• **What you will do**
The entries below should be given again exactly, minus their pictures.
-- START OF Supplied material --
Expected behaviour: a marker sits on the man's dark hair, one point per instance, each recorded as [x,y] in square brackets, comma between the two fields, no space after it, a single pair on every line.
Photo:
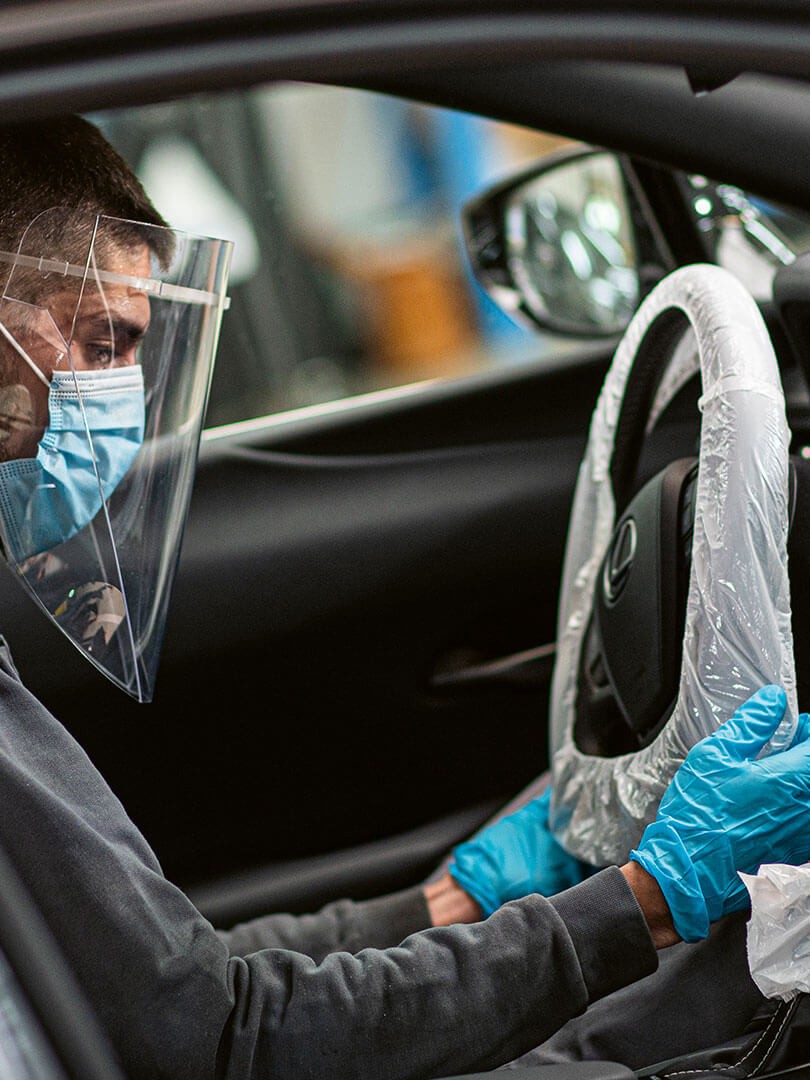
[65,165]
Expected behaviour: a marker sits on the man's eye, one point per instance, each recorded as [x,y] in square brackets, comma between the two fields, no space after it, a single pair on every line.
[100,354]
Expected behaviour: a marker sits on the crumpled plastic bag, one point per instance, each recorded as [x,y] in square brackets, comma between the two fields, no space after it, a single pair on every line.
[779,929]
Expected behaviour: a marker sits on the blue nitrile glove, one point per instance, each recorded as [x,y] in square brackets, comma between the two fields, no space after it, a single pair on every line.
[515,856]
[726,811]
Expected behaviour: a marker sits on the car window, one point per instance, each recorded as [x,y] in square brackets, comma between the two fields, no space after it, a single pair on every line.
[348,274]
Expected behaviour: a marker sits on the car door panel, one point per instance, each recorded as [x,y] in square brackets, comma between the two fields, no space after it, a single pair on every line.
[334,669]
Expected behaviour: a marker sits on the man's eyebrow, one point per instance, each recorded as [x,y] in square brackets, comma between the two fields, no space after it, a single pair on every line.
[133,328]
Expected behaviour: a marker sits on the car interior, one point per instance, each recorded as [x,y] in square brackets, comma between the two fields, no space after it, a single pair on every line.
[358,665]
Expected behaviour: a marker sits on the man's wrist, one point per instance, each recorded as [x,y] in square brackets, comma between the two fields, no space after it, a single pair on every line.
[448,903]
[653,906]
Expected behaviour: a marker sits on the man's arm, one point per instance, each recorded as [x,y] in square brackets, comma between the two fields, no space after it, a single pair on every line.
[448,903]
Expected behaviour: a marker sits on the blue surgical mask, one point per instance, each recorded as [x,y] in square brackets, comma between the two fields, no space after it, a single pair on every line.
[48,499]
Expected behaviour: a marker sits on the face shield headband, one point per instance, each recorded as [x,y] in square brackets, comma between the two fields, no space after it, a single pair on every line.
[108,332]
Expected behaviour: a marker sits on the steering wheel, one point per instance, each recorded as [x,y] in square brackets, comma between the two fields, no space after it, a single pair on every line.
[675,601]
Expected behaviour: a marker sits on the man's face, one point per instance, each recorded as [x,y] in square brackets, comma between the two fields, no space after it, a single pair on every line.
[95,328]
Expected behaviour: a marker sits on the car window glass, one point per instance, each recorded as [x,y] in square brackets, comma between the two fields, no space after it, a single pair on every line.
[349,273]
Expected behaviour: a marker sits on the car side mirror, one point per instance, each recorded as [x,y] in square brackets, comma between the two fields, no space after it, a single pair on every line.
[575,243]
[558,245]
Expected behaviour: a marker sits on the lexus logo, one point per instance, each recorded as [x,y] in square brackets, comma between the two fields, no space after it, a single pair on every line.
[619,561]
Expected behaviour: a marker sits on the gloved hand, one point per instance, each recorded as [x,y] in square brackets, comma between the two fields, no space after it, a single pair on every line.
[515,856]
[726,811]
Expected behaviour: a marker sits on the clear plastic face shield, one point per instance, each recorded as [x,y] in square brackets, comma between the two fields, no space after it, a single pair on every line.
[108,332]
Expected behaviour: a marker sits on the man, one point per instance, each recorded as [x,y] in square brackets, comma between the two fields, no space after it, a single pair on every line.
[94,509]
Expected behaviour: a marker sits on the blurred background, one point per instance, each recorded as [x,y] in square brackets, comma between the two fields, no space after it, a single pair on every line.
[349,273]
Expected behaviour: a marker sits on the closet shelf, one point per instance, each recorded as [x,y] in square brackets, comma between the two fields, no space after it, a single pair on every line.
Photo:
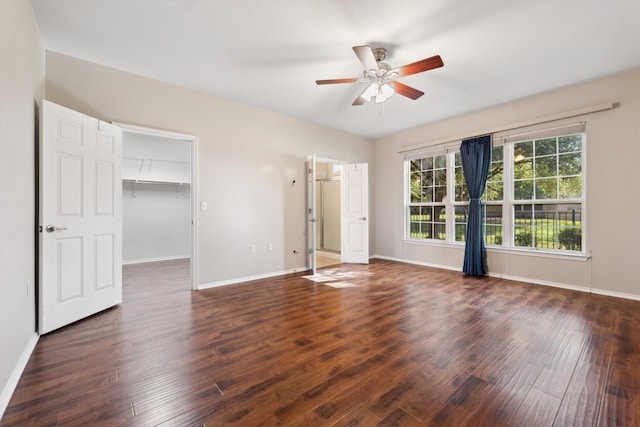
[142,181]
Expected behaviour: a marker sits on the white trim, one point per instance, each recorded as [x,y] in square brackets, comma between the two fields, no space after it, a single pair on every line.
[523,279]
[243,280]
[12,383]
[194,188]
[142,261]
[424,264]
[572,256]
[331,255]
[541,120]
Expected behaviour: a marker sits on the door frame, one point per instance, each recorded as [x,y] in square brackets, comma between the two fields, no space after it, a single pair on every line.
[315,159]
[193,140]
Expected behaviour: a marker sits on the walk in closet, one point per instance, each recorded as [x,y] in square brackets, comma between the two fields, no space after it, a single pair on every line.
[328,229]
[156,181]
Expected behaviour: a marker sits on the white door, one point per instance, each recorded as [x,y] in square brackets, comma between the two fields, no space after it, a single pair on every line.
[80,216]
[311,213]
[355,218]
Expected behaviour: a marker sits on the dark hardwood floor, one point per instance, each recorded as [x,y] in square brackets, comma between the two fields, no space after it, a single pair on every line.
[380,344]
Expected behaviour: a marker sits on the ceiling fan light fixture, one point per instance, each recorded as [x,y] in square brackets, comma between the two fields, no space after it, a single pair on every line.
[378,92]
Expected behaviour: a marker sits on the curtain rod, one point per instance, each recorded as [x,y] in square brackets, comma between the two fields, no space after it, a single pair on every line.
[540,120]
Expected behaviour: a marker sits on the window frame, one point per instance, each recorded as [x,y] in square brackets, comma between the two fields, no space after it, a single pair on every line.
[508,201]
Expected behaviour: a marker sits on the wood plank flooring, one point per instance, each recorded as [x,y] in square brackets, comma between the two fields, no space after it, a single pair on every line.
[385,344]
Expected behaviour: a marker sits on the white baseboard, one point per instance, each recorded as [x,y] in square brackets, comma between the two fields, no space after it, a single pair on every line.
[11,385]
[331,255]
[250,278]
[524,279]
[141,261]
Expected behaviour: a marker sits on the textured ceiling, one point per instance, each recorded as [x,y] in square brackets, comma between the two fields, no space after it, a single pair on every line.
[268,53]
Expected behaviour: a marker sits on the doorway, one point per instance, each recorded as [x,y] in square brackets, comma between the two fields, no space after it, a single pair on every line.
[158,191]
[328,213]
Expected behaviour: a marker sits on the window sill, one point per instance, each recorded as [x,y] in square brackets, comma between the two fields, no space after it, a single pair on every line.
[573,256]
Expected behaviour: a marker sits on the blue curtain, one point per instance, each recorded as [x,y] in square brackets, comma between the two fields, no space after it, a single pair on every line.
[476,158]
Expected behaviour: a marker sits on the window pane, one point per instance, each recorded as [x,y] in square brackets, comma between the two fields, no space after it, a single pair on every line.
[548,226]
[523,169]
[462,194]
[546,188]
[523,150]
[496,154]
[439,213]
[567,144]
[493,224]
[545,147]
[494,191]
[461,222]
[523,221]
[570,164]
[570,188]
[523,190]
[427,163]
[546,166]
[440,177]
[416,187]
[427,178]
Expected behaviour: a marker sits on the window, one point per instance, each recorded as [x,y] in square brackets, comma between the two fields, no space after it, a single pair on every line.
[547,182]
[428,178]
[533,197]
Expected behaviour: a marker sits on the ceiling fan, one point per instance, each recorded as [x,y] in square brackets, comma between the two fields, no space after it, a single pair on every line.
[382,78]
-- END OF Supplied material --
• **Solution to this problem**
Expected behaviour: a marker sits on the man's dark hair, one point per instance, each recorded as [x,y] in square brackets, comma between the two fields, no space after it, a single pair on every line.
Photo:
[65,165]
Expected behaviour: a marker sits on the man's eye, one point per instance, each recorded as [x,y] in square brackets, comma between the two fields, no space after it, a single pair on every line.
[100,354]
Expected behaviour: a marker sits on the crumpled plastic bag, one point per instance, each recorded as [x,y] in square brackets, comma between the two fields, no space after it, a single pair on every line.
[779,929]
Expected behaviour: a marker sits on the blue nitrile glove, one point per instance, each recorded as [x,y] in square brackets, comma between the two fields, no space after it, a single pair on every line.
[515,856]
[726,811]
Expected behaviour: a marker sits on the car window, one point per instance, each recorded as [x,y] in square brackets, comma between the two fields, no space after it, a single pair on every line.
[348,274]
Expected behaviour: a marker sits on the car door panel, one point per instance, each recorded as [x,y] in square brackets, comma between the two fields, no space after it, a single pair on every line.
[334,669]
Expected behaviour: a marker sits on the man's eyebrow, one point per instance, each recorded as [x,y] in square brackets, comma between the two fields, no space after it, a single pair on every line.
[133,328]
Expected behaviour: a marker sits on the car interior, one point per instance, each recorded as [x,y] in square brackets, comma between the two fields, no space after it, a single pair on every line.
[358,665]
Expected behaviour: a marker sits on the man's wrist, one point per instance, each recorded as [x,y] in square brackets, comma between the two fields, no space after it, a single pair on every line.
[448,903]
[653,906]
Expected behaviour: a marker sits on the man's arm, one point per instance, each recorded as [x,y] in square brackets, comma between the two fields, no space after it, a single pair on every line.
[448,903]
Expected behaviour: a marker sits on the blue surgical mask, one point per instance, each recorded as [x,y] in square brackets, comma between the two fields, no space after it, a single pair on every line.
[48,499]
Expected behaviour: a marker sits on the face shield headband, one point per instance, each recorded as [x,y] in square brackets, comma between the two fields, no space after it, a single pair on every line.
[108,332]
Expected behaviour: a marker sits on the steering wheel, one point per instance, each recorded as [x,y] in square brackets, comma between the two fields, no space after it, a single pair on every line.
[675,601]
Expected behaviour: a marker sits on the man's face, one point per instance, each recorded as [x,y] in square brackets, comma between the two fields, no space after it, a single pair on every line.
[95,328]
Expected behaviour: a marker sits on the car window glass, one point per instance, each recorded as [x,y] in square brackets, comma between the two fields, no space after it, a single pair on every line.
[349,273]
Expected behaviour: a marker sits on the car side mirror, one point per instance, each recorded as [x,y] in square brackets, comma between the two fields, no space after it, a single pair on every line.
[575,243]
[558,245]
Expected behaviour: a marker sits on the lexus logo, one point per instance, each recorded as [x,y] in square brackets, comma between the two fields, no space after it, a single pair on every line.
[619,561]
Expected behaviour: a marker sits on the gloved hand, one point per instance, each recorded as [x,y] in square brackets, comma between the two fields, no space after it, a single pair on every line.
[515,856]
[726,811]
Expected behaviour: a marker sits on the clear plastic face shield, one point per instance, each recorded as [x,y] in square brackets, comma between the two fields, no space after it, a single pair on every line.
[108,332]
Expected behaviour: a marker sits on the man, one point per instance, each recorded as [x,y] in square brackets, comma between the two fields, no space after it, a single pair on every line.
[94,509]
Expected behaviour: a marker sits on the blurred background, one point per instance, each recorded as [x,y] in square brackets, comma between the two fields, no space after it, a single pair on every line.
[349,273]
Expected behaviour: a marker sits on the closet shelf, one point per instance, each recorded as [x,y] in square brackets, comma between the two fields, no space after it, a single pair on every line.
Photo:
[142,181]
Expected behaviour: a marker sits on the white trim, one point per instance, each recorded as [x,y] in square brackets, comma between the two fields, no space after it, a single pair on every line.
[523,279]
[243,280]
[12,383]
[194,188]
[142,261]
[424,264]
[572,256]
[331,255]
[541,120]
Expected behaviour: a marker sits on the door frame, one point per instance, each recorded as [x,y] in square brackets, comma between the two fields, no space after it, a single pair on every line.
[315,159]
[193,140]
Expected behaviour: a marker sits on the walk in closet, one point per instance, each recorded as [x,y] in square brackets, comma between the two fields, no space after it, a single pair on every line.
[328,229]
[156,181]
Expected behaviour: a marker sits on the white door, one point per instance, each recorded as [x,y] in square brackets, comma between the two fields, no space after it, a single pair on every line.
[80,216]
[311,213]
[355,218]
Expected behaviour: a marker sits on the dark hardwood floor, one point per instance, each recorded as [x,y] in square brackets, comma between the two fields, no space after it, a single pair on every line.
[380,344]
Expected behaviour: a marker sits on the ceiling fan light fixture, one point per instance, each recorded as [x,y] in square brackets, comma between the two fields, no space after it, a single pair on every line.
[378,92]
Expected behaviour: a marker sits on the curtain rod, one point per instance, each recorded as [x,y] in square brackets, comma between the two fields, no space after it, a single pair on every line.
[540,120]
Expected behaviour: a marker sits on the window frame, one point per instance, each recorded as [x,y] in square brackets, comma between the two fields, no space after it, a single pair on every line.
[508,201]
Expected behaviour: a marker sits on the wood plank flooring, one point per instance, each recorded as [x,y] in square brackets, comma between the two fields, no space after it, a single pair on every line.
[385,344]
Expected behaviour: a marker sits on the white baseboard, one point per instance, each recorded as [x,y] in square brackets, comma between the two fields, no space after it, a single pair on every line.
[11,385]
[331,255]
[250,278]
[524,279]
[141,261]
Expected behaviour: a marker sits on the textured ceiling, one point per instance, each recorded as [x,y] in square brackets, comma between the two fields, no space after it, a single pair on every line.
[268,53]
Expected behaviour: a marker sits on the doorway, one point per instance, each recorded as [x,y] in square brackets, comma between the two fields, no space after it, a single pair on every line.
[158,191]
[328,213]
Expected behaviour: a marker sits on the window sill, one point per instance, each recorded as [x,y] in square brackets, comma between the two fields, no space after it, a single pair on every line.
[573,256]
Expected behaviour: a marker sits on the blue curtain, one point per instance, each recorded as [x,y] in square brackets, comma between the two fields, no space after it, a single pair on every line.
[476,158]
Expected behaviour: a marker sits on the window pane, one point per instance, each recorded as [x,y] in square brackets, comma between the two fields, no space after it, a single pair on every line.
[548,226]
[523,169]
[462,194]
[546,188]
[523,150]
[496,154]
[439,213]
[567,144]
[493,224]
[545,147]
[494,191]
[461,222]
[523,221]
[570,164]
[570,188]
[523,190]
[427,163]
[546,166]
[440,177]
[416,187]
[427,178]
Expected behaviour: a marker sits on the window, one point per instance, each recorded as [x,y] in square brackets, comma between the two fields, no space after it, a single pair on every line.
[547,182]
[428,178]
[533,197]
Expected behaviour: a marker sits on the ceiling fan, one point per instance, each recorded as [x,y] in square brackets, comma between the two fields, no space after it, a single pair on every line.
[382,78]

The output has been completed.